**Data shown:**
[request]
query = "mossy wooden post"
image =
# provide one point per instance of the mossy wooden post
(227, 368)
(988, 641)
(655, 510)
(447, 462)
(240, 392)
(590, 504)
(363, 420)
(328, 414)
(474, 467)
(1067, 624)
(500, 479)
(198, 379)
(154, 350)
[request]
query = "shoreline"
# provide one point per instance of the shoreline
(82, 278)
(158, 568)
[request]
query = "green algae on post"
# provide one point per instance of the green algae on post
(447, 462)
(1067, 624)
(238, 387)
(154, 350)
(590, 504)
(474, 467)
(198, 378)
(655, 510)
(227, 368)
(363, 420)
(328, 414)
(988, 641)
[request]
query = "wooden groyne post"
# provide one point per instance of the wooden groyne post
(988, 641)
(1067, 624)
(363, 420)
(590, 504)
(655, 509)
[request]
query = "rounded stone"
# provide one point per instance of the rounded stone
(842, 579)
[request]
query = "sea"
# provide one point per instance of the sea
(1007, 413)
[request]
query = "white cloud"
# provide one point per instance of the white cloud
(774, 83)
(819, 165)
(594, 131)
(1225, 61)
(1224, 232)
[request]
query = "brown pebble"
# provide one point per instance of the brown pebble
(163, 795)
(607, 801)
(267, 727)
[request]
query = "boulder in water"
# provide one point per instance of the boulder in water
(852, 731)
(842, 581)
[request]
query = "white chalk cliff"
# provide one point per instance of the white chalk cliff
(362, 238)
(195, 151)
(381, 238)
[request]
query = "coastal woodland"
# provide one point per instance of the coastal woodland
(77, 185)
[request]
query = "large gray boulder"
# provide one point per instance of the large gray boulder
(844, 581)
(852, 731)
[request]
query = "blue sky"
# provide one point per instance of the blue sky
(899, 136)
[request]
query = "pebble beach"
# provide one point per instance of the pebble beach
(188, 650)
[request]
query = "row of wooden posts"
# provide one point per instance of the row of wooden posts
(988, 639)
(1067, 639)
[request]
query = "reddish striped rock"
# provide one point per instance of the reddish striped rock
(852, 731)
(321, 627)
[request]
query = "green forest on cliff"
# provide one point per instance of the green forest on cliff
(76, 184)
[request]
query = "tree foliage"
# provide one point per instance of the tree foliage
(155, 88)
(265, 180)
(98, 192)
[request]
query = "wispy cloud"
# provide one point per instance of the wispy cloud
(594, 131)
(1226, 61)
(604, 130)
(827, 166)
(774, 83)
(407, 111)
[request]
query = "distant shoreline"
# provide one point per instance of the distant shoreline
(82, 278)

**The problem:** Every line of the data above should be copied exactly.

**Completed exercise:**
[request]
query = "mossy wooden post"
image =
# provide one point per instance of the mossy wooden post
(227, 368)
(988, 641)
(655, 510)
(447, 462)
(240, 392)
(590, 504)
(363, 420)
(328, 414)
(474, 467)
(1067, 624)
(500, 479)
(198, 379)
(154, 350)
[request]
query = "shoreline"
# provide one point per instance of the shoreline
(82, 278)
(158, 568)
[request]
query = "green algae on post"
# provide one point per instance of the green algae on post
(447, 462)
(1067, 624)
(238, 387)
(154, 350)
(590, 504)
(474, 467)
(198, 378)
(655, 510)
(227, 368)
(363, 420)
(328, 414)
(988, 641)
[request]
query = "wooden groyne post"
# provide one point per instance of the wooden groyne post
(988, 641)
(1067, 624)
(363, 420)
(590, 504)
(655, 509)
[request]
query = "rounded stone"
# provide one point per instance of the rounded stone
(842, 579)
[request]
query = "sea"
# provide one point per instance of the sea
(1007, 413)
[request]
query = "white cloud"
# provide one point per instance of the white cloud
(774, 83)
(819, 165)
(594, 131)
(1225, 61)
(1224, 232)
[request]
query = "brown pebble"
# provide one point per instance of the brown pebble
(163, 795)
(607, 801)
(267, 727)
[request]
query = "boulder in water"
# provide one point per instance of the boulder in water
(852, 731)
(842, 581)
[request]
query = "white chalk cliff"
# provide one point per instance of the white chalk cliff
(362, 238)
(195, 151)
(381, 238)
[request]
query = "coastal woodland"
# provide one point per instance of the coastal woodland
(77, 185)
[request]
query = "large gray boulder"
# provide one point per instance of the large gray boulder
(844, 581)
(852, 731)
[request]
query = "blue sky"
# provide one point per instance of the blue sky
(899, 136)
[request]
query = "pebble beach"
# provide one point per instance of the pebble beach
(188, 650)
[request]
query = "row of wooden posts"
# provide one point per instance of the row of wooden posts
(988, 639)
(1067, 639)
[request]
query = "reddish striped rock"
# provide one point per instance of the reddish striped rock
(852, 731)
(321, 627)
[request]
query = "green forest on cliff"
# provide one point per instance of the green forest on cliff
(76, 184)
[request]
query = "tree foliage"
# provide one point per instance of the tree foliage
(155, 88)
(265, 180)
(98, 192)
[request]
query = "wispy cloud"
# provide one point per instance of the wispy cloud
(594, 131)
(1226, 61)
(604, 130)
(827, 166)
(774, 83)
(407, 111)
[request]
query = "distant shoreline"
# provide one point per instance of the distant shoreline
(82, 278)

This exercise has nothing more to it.